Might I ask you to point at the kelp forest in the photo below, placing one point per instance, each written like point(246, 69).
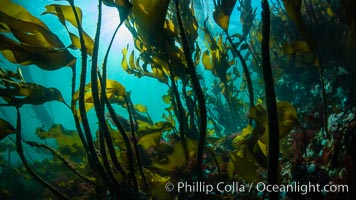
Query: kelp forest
point(177, 99)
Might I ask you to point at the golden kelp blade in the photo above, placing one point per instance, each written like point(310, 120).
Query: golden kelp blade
point(65, 13)
point(223, 12)
point(5, 129)
point(29, 93)
point(35, 43)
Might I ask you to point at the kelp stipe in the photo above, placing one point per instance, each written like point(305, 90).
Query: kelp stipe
point(20, 151)
point(92, 155)
point(198, 92)
point(273, 138)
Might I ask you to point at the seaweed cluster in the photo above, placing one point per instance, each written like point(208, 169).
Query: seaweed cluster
point(272, 102)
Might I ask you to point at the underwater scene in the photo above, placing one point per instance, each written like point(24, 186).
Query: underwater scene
point(177, 99)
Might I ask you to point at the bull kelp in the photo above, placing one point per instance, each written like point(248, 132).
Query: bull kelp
point(177, 99)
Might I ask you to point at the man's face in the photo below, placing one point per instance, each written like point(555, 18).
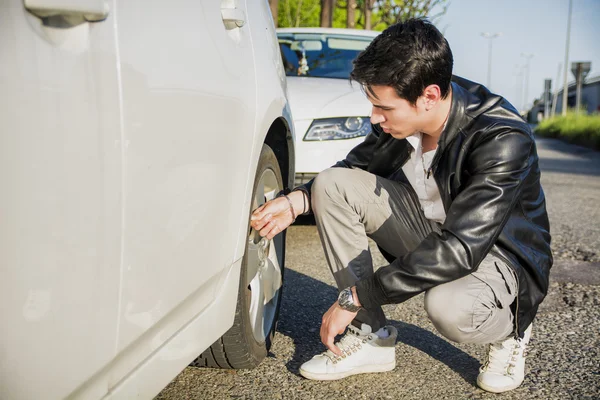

————————

*Work item*: Copy each line of the listing in which the word "below" can be found.

*Solution*:
Might I ask you to point at the kelp forest in the photo below, placing one point per instance, each written like point(246, 69).
Might I ask you to point at the man's face in the photo below, placing one point per instance, each written like point(555, 18).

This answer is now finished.